* [TAREFAS A REALIZAR]:
a - Reproduza o trecho do texto sobre Zaqueu que vai desde "Acho que todos" até "profundidade de desespero.", inclusive.
b - Retome o texto sobre Zaqueu e continue-o a partir do ponto onde termina.

* [TEXTO APRESENTADO]:
********************

Acho que todos nós temos este choro dentro do coração. Todos precisamos de um “alguém” que possa entender a fragilidade e a solidão que estão por detrás de uma aparência superficial positiva; um “alguém” que possa ficar ao nosso lado quando lutamos. E precisamos que esse “alguém” seja uma pessoa real, não apenas um produto da nossa imaginação, como Demi Lovato bem expressa na letra da música. Mesmo um Deus vago, relegado a algumas ideias abstractas ou a um moralismo complicado, é inútil para abordar tal profundidade de desespero.
Imagino que Zaqueu, um rígido cobrador de impostos, tivesse a mesma necessidade e a mesma oração no seu coração. Ouviremos a sua história no Evangelho deste Domingo (Lc., 19, 1-13).

********************

* [REGISTOS FORNECIDOS]:

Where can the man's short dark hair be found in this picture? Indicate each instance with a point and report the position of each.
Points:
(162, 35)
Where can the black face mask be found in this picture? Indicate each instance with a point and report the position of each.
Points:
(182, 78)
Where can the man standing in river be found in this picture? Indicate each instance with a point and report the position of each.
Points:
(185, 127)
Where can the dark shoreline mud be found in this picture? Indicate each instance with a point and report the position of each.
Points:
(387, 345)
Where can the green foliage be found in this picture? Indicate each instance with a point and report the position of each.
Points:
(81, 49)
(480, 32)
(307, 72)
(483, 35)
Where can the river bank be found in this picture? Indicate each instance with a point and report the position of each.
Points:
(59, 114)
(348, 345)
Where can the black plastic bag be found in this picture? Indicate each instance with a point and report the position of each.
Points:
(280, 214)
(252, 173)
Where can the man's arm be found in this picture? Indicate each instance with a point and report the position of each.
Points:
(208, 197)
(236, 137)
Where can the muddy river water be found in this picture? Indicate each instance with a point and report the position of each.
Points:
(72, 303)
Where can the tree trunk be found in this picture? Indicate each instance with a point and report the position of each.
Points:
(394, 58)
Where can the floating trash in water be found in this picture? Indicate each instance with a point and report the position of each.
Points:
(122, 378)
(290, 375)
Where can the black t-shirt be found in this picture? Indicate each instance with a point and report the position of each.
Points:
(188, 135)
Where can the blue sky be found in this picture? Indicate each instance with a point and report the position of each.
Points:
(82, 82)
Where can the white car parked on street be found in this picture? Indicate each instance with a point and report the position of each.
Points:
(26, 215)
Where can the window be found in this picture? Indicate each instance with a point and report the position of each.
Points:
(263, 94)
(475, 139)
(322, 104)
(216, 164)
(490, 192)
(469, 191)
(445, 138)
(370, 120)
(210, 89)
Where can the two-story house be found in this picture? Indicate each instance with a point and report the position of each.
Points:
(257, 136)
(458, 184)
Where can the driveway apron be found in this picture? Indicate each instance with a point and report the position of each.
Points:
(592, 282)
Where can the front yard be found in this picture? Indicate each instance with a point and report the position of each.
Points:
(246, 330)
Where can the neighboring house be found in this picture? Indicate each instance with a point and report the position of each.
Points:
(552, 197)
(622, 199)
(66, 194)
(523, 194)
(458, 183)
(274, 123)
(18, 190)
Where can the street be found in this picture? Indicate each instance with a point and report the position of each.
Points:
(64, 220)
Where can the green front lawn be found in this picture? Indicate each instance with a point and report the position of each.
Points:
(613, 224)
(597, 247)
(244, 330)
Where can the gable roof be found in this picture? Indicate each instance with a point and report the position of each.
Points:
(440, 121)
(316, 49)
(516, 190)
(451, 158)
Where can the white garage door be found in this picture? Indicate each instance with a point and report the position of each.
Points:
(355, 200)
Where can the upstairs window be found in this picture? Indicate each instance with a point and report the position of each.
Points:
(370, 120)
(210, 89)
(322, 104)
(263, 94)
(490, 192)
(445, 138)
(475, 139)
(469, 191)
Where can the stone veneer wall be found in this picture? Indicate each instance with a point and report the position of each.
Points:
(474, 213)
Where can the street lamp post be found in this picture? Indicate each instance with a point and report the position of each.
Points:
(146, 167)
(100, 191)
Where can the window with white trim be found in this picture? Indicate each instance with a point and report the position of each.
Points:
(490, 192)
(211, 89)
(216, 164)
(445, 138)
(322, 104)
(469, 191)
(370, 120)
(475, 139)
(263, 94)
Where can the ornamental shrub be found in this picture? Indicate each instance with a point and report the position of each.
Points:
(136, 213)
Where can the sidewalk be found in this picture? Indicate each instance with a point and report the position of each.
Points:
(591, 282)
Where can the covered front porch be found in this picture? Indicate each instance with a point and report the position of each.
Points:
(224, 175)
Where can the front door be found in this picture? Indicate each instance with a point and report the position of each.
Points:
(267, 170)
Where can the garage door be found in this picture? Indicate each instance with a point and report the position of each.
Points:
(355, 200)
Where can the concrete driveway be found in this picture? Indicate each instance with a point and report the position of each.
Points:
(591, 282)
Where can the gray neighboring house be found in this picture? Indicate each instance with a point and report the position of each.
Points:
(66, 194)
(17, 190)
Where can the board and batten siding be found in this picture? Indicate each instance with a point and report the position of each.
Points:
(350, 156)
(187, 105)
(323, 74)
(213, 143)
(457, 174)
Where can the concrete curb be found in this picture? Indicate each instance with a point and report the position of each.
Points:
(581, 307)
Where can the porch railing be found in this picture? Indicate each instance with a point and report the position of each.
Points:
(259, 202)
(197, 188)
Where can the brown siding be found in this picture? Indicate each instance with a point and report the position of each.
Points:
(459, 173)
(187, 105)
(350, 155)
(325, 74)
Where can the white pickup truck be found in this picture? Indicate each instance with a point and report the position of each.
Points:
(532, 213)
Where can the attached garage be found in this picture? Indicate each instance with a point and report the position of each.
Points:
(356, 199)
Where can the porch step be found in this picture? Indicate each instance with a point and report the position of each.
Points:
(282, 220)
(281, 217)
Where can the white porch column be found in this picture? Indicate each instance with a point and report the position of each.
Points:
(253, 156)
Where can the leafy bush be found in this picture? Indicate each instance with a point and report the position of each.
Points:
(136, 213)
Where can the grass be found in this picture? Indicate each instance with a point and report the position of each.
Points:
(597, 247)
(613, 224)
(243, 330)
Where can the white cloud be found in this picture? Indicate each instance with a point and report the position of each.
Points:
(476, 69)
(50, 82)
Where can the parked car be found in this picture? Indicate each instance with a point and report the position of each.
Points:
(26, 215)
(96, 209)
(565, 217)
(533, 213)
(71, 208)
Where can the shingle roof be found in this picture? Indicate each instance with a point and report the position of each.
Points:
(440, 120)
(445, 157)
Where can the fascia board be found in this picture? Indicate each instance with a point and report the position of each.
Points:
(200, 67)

********************

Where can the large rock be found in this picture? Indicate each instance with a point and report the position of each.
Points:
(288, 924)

********************

* [RESULTADOS]:
a -
Acho que todos nós temos este choro dentro do coração. Todos precisamos de um “alguém” que possa entender a fragilidade e a solidão que estão por detrás de uma aparência superficial positiva; um “alguém” que possa ficar ao nosso lado quando lutamos. E precisamos que esse “alguém” seja uma pessoa real, não apenas um produto da nossa imaginação, como Demi Lovato bem expressa na letra da música. Mesmo um Deus vago, relegado a algumas ideias abstractas ou a um moralismo complicado, é inútil para abordar tal profundidade de desespero.

b -
Aparentemente, Zaqueu tinha poder e dinheiro suficientes para aproveitar a vida. Na realidade, poderá ter sentido um vazio, dentro do qual nada nem ninguém o poderia preencher, nem mesmo os religiosos piedosos que o julgavam um pecador impuro e irredimível. Mas naquele dia, apesar do seu status, não teve vergonha de subir a um sicómoro só para ter um vislumbre de Jesus. Talvez a mesma oração tenha explodido no seu coração: “Alguém, por favor, envie-me alguém / Senhor, há alguém? / Eu preciso de alguém… eu preciso de alguém…”. Esse “alguém” era, de facto, Jesus.
Um olhar foi suficiente para Jesus ver claramente o coração de Zaqueu e ouvir a sua oração, e para que Zaqueu aceitasse com alegria o convite de Jesus: «Zaqueu! Desce depressa, pois preciso ficar hoje em tua casa». Ele sentiu que Jesus, ao contrário de outras pessoas, havia visto muito para além dos seus pecados e erros, e o seu novo eu poderia finalmente emergir. Um futuro diferente era então possível.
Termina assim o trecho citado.